## Фрагмент текста:
Проснуться в одно утро знаменитым — не велика отрада, как
может показаться. По крайней мере, от тебя могут начать требовать постоянного
соответствия тому герою, которого ты когда- то так успешно сыграл. Петербургский
художник Сергей «Африка» Бугаев запомнился тогда еще советским кинозрителям
как мальчик Бананан из нашумевшего фильма «Асса» Сергея Соловьева и в какой-то
мере стал пленником образа; по крайней мере, многие его именно так и воспринимают.
Однако для кипучей и деятельной натуры этого молодого человека кинематограф
— лишь эпизод, причем не самый значительный. Судьба была милостива к нему
и сводила с личностями незаурядными. Будучи близким другом великого и трагически
рано умершего композитора Сергея Курехина, он участвовал практически во
всех его самых безумных и прославленных начинаниях, в том числе и в легендарной
«Поп- механике». Вовлеченность в советский рок начала 1980-х вписала Африку
отдельной строкой в историю столь прославленных команд, как «Аквариум»,
«Кино», «Звуки Му». Известную ленинградскую арт-группу «Новые художники»
также трудно себе представить без его присутствия. Знаменитости и грандиозные
культурные проекты до отказа наполняют его житейский пейзаж. Знакомство
с живым классиком — композитором Джоном Кейджем, разработка дизайна костюмов
к балету Мерса Каннигема, стажировка в Школе пластических искусств в Париже,
участие в 48-й Венецианской биеналле, выставки в США, Нидерландах, Австрии,
Финляндии, редактирование журнала по вопросам современного искусства, философии
и психиатрии «Кабинет», членство в Крымской ассоциации психологов, психиатров
и психотерапевтов, работа в Госдуме — занятость такого масштаба не может
не впечатлять. Кажется, что эта неунывающая и неутихающая гиперактивность
как раз и есть главное произведение художника Бугаева. Сам Африка с его
бесчисленными проектами — своего рода яркая заплата на ветхом рубище постсоветского
упадка. Потому и поговорить с Ба… простите, Бугаевым — это тоже в некотором
роде нарисовать картину. Тем более, что и антураж разговора сам по себе
был живописен: среди равелинов Петропавловской крепости, рядом со странноватым,
похожим на допотопный НЛО треугольным металлическим павильоном, сидя на
двух древних, сельской работы стульях, среди облаков тополиного пуха.
— Чем сейчас занята твоя голова?
— Мой новый проект связан с нехваткой в Петербурге современной
музейной архитектуры, необходимостью в интерьерном окружении именно для
современного искусства. Результатом будет «Музей эволюции» — передвижной
павильон для поэтических вечеров, небольших кинофестивалей, экспозиций.
Это независимое пространство, никому не подчиняющееся.

## Исходные данные:
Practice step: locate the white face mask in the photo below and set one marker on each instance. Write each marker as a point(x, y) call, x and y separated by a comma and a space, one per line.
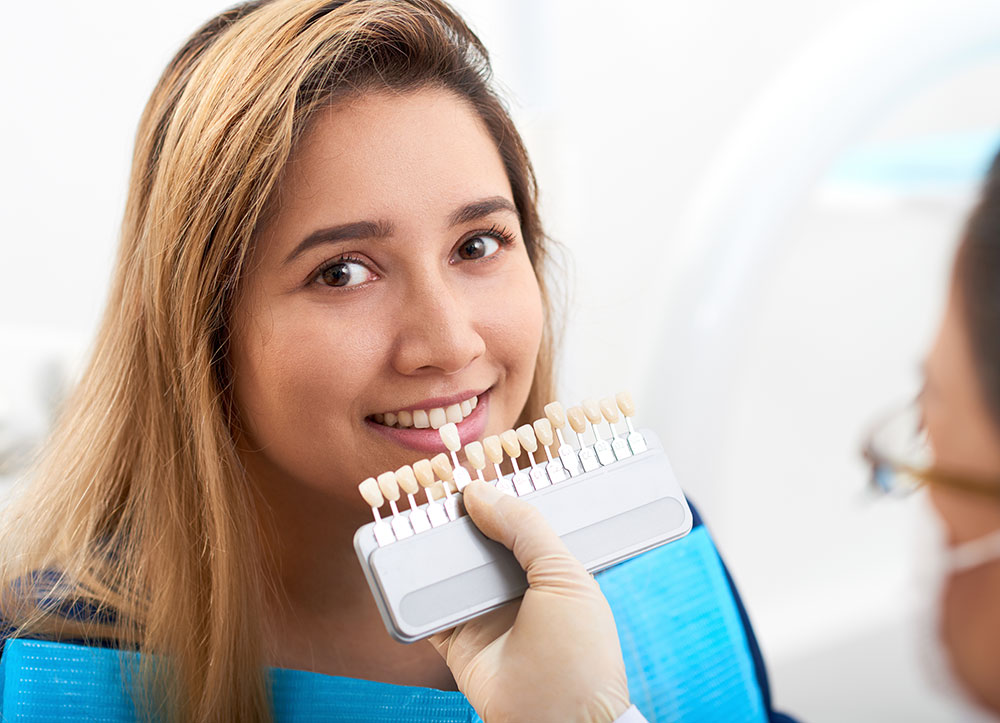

## Задания:
**a.** Какую роль сыграл Сергей Бугаев в фильме «Асса», судя по фрагменту о нем?
**b.** Почему разговор с Бугаевым похож на рисование картины? Объясните в одном–трех предложениях, опираясь на фрагмент о нем.
**c.** Продолжите фрагмент о Сергее Бугаеве, начав сразу после его последней фразы.

## Ответы к заданиям:
**a.** Мальчика Бананана.

**b.** Сам Африка с его бесчисленными проектами — своего рода яркая заплата на ветхом рубище постсоветского упадка. К тому же обстановка разговора была живописной: равелины Петропавловской крепости, странный треугольный металлический павильон, два древних стула и облака тополиного пуха.

**c.**
— Твоя первая выставка в этом музее построена на аутентичной
сельской утвари, мебели, одежде. С чем связан такой интерес к этнографии?
— Мы здесь находимся благодаря теплым отношениям с соседями
— Музеем космонавтики. Это удобный контекст. Ведь и ракеты, и эти архаичные
вещи сделаны одним и тем же народом, на одной территории. Еще одно свидетельство
того, что цивилизации, когда-либо существовавшие на земле, продолжают быть,
новые культуры появляются на фоне старых. Поэтому наша группа уделяет много
внимания техногенезу, эволюции техники. Путь, проделанный техникой от каменного
топора до компьютера, достаточно долог, но гораздо короче эволюции биологических
организмов от простейших до человека и не менее содержателен. Вот недавно
Каспаров проиграл компьютеру в шахматы. Первая ЭВМ собрана всего полстолетия
назад, и, тем не менее, машина уже побеждает своего создателя в сложнейшей
игре. На наших глазах развивается новая цивилизация, постепенно отделяясь
от человеческой. Это хорошо видно по ракетным двигателям — бесконечные
трубочки, похожие на кровеносные сосуды… Я воспринимаю их с не меньшим
эстетическим восхищением, чем картины Леонардо да Винчи. Культура на самом
деле представляет собой сложную и уродливую картину: искусство с одной
стороны, наука — с другой. Но являются ли математики такими же представителями
культуры, как художники? Мы о них слышим в последнюю очередь. Сейчас происходит
онаучивание культуры, выведение ее из доартикуляционного состояния, когда
художник говорил своими произведениями. В конце ХХ века мало, чтобы человек
просто выставил произведение, еще хочется, чтобы он рассказал историю искусства,
цивилизации, тогда его произведение воспринимается полноценно. В сопоставлении
этих двух выставок возникает культурная гармония.
— Твое сотрудничество с медиками, психиатрами того же
свойства?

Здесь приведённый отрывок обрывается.